(Données enregistrées)
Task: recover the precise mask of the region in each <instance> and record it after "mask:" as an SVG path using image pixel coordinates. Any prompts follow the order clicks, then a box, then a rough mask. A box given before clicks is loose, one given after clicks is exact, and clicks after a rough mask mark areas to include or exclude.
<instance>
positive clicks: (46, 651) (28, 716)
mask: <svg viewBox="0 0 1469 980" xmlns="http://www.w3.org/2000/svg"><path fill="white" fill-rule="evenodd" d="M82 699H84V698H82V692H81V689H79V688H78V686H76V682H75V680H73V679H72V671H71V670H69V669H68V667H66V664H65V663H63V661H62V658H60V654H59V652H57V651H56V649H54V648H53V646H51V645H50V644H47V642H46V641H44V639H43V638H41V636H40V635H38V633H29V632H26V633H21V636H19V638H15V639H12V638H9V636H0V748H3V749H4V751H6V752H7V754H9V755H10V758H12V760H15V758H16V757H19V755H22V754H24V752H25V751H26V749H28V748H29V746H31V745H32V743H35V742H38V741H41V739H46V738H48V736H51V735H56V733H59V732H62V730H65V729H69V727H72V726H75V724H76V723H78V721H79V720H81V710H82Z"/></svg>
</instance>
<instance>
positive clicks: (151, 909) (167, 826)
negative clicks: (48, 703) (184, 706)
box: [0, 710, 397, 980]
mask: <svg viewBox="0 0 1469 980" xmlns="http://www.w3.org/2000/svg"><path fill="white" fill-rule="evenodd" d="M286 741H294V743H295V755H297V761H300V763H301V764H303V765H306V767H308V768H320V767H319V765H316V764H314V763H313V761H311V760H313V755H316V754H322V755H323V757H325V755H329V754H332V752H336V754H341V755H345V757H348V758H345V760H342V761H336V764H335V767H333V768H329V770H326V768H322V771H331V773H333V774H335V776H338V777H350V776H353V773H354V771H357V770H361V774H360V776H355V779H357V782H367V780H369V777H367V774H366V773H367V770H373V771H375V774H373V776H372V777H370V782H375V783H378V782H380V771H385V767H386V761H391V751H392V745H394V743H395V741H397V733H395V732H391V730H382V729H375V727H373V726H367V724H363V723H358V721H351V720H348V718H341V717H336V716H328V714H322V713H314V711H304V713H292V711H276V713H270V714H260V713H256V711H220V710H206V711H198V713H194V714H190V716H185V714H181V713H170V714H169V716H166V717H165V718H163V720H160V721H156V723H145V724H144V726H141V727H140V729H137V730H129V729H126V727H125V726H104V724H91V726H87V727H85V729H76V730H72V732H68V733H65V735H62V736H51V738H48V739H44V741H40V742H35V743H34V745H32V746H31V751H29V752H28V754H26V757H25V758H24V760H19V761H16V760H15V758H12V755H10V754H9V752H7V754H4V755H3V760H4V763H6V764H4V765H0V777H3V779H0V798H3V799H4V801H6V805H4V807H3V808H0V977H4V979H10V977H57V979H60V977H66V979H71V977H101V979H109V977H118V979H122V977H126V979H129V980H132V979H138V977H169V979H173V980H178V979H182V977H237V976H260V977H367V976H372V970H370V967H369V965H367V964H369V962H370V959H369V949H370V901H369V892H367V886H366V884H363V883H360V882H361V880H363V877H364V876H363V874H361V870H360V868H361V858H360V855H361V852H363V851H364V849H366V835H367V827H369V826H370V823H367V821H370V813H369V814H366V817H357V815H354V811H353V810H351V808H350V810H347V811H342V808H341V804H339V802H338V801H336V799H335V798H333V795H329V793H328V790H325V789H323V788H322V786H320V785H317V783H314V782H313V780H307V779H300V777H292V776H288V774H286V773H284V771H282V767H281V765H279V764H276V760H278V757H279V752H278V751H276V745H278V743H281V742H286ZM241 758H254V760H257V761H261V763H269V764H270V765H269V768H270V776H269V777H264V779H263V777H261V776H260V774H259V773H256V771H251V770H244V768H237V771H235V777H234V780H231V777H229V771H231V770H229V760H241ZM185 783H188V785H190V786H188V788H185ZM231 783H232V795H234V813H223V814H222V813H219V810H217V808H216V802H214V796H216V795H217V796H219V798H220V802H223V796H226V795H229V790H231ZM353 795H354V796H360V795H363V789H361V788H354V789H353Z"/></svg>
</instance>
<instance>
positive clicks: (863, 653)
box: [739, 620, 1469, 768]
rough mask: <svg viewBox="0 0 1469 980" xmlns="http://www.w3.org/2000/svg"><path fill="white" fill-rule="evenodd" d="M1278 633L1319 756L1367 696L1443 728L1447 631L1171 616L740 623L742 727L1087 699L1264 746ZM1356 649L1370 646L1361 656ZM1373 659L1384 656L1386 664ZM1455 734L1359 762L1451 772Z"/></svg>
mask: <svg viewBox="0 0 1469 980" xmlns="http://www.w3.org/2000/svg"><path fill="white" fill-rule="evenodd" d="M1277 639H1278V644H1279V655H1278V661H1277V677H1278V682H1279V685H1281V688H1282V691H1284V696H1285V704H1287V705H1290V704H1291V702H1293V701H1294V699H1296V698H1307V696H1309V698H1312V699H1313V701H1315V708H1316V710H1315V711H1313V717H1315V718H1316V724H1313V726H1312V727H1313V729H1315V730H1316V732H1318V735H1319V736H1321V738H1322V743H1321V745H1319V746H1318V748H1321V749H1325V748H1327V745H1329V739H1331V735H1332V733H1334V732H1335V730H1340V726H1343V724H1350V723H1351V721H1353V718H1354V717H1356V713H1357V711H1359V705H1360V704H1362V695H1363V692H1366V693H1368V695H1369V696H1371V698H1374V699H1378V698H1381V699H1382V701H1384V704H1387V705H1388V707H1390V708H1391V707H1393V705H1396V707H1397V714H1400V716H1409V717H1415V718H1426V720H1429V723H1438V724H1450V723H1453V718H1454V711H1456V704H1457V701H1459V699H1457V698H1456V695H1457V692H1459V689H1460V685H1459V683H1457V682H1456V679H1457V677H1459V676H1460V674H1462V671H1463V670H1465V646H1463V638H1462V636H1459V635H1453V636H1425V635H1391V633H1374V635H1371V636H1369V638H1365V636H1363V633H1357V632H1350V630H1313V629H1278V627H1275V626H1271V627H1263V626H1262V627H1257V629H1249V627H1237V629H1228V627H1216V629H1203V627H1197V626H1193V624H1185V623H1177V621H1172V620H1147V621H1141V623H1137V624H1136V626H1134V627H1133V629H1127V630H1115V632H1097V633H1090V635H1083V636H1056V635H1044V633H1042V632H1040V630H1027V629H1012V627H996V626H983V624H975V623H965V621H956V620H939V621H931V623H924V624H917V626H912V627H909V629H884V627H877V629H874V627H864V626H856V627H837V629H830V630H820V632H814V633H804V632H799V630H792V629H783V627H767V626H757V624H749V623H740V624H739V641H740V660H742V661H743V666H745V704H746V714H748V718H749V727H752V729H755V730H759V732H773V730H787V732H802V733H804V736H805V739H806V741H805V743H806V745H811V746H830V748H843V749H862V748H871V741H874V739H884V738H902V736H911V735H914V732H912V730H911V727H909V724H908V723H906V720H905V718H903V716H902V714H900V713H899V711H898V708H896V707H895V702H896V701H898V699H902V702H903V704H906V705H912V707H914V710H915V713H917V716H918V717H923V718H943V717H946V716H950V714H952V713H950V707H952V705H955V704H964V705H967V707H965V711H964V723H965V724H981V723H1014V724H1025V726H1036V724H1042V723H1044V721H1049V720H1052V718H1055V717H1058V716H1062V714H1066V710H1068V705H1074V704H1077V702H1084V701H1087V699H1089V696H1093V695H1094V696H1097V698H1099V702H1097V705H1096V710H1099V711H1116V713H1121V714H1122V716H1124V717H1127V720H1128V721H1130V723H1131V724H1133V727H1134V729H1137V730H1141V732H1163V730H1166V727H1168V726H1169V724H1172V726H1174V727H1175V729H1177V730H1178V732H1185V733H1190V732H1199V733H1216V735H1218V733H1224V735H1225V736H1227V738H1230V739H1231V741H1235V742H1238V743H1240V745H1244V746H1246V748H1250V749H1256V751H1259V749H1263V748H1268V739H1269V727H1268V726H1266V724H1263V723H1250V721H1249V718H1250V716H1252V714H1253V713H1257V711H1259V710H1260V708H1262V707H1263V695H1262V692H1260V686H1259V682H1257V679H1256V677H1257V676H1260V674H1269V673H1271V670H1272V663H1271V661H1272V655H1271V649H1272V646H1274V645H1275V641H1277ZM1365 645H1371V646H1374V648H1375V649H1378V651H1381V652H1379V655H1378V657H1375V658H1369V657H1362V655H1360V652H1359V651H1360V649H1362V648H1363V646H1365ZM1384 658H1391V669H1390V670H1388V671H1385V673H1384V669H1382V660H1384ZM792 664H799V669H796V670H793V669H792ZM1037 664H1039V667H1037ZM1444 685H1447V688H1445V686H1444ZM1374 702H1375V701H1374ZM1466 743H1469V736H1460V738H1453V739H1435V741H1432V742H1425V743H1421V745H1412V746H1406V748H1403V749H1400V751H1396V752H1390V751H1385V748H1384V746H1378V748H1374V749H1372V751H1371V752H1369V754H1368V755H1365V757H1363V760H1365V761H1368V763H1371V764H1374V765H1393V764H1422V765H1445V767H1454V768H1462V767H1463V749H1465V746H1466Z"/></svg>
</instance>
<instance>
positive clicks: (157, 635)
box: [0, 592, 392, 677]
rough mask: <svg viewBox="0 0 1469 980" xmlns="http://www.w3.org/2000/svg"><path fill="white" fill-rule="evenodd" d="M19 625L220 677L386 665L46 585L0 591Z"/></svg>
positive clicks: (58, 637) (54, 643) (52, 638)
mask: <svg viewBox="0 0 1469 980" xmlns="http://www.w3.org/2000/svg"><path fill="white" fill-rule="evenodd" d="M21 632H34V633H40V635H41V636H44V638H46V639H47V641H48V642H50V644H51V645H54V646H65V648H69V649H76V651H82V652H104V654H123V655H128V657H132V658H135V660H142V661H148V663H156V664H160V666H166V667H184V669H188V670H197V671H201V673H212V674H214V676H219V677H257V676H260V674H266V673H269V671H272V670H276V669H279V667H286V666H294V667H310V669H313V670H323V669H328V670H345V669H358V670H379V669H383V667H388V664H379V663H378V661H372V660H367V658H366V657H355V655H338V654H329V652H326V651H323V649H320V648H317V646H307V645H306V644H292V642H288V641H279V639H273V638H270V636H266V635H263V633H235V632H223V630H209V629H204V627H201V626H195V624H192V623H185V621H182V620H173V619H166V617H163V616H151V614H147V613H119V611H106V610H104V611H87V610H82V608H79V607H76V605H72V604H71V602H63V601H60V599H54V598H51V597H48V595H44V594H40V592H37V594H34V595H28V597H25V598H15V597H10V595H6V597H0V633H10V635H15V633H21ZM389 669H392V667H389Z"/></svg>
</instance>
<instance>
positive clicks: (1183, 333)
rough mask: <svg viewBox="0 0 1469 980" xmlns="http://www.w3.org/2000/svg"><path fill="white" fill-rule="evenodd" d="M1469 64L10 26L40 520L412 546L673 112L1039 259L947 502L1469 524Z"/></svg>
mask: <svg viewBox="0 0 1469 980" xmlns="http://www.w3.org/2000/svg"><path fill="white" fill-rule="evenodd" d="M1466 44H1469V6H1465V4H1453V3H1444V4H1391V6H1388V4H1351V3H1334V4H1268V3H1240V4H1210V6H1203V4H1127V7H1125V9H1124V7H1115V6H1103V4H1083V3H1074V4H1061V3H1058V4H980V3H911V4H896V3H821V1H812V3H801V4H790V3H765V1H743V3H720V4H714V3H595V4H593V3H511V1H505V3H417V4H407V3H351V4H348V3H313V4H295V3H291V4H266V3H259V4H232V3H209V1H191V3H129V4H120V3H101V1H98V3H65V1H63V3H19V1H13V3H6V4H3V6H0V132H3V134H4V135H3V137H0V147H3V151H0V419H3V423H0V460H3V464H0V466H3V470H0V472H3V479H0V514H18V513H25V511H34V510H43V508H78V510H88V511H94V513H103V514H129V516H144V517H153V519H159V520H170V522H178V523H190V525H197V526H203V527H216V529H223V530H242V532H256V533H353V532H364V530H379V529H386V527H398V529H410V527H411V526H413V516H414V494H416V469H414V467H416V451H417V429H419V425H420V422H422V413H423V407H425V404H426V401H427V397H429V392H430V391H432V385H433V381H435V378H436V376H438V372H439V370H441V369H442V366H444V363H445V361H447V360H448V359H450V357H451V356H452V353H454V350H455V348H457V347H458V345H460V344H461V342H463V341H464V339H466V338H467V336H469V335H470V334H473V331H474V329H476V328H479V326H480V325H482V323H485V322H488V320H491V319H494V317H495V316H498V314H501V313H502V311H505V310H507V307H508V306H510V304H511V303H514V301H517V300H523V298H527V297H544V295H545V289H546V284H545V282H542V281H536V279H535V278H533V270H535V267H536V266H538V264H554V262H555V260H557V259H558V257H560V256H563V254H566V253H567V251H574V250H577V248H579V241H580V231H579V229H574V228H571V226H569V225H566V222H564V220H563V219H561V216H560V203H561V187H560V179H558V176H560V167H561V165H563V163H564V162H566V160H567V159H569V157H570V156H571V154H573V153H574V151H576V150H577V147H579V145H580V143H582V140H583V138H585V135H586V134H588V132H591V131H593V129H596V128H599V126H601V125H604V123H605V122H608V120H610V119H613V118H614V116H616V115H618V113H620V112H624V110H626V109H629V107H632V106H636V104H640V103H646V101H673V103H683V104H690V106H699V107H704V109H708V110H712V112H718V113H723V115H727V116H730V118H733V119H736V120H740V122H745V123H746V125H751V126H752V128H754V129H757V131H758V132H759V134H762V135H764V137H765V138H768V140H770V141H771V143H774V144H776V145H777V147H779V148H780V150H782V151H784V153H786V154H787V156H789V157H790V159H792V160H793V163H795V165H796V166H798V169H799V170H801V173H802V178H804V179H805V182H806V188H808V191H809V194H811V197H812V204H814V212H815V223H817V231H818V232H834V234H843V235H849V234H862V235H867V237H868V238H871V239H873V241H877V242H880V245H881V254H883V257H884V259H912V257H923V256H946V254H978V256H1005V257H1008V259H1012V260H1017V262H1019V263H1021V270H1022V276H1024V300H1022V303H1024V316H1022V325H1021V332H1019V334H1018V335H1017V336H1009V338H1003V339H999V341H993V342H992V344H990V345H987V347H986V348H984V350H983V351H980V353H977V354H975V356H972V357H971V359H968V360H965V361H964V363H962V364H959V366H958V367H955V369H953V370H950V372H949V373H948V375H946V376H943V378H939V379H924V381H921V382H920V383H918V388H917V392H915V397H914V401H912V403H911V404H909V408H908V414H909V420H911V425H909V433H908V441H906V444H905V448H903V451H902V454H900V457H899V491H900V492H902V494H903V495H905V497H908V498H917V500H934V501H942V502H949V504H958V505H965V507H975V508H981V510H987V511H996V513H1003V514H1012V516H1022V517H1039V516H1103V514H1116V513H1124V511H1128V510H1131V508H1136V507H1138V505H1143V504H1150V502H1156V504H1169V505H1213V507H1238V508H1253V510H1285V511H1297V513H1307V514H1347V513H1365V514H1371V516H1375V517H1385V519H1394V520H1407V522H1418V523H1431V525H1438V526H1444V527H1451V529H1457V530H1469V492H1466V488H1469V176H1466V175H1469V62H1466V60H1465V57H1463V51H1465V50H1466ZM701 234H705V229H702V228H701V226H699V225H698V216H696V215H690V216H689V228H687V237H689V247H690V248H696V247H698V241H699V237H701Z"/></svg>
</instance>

* ÉNONCÉ DU PROBLÈME:
Recopiez à l'identique les lignes depuis le début des items jusqu'à la ligne contenant « positive clicks: (46, 651) (28, 716) », celle-ci incluse.

* RÉPONSE:
Task: recover the precise mask of the region in each <instance> and record it after "mask:" as an SVG path using image pixel coordinates. Any prompts follow the order clicks, then a box, then a rough mask. A box given before clicks is loose, one given after clicks is exact, and clicks after a rough mask mark areas to include or exclude.
<instance>
positive clicks: (46, 651) (28, 716)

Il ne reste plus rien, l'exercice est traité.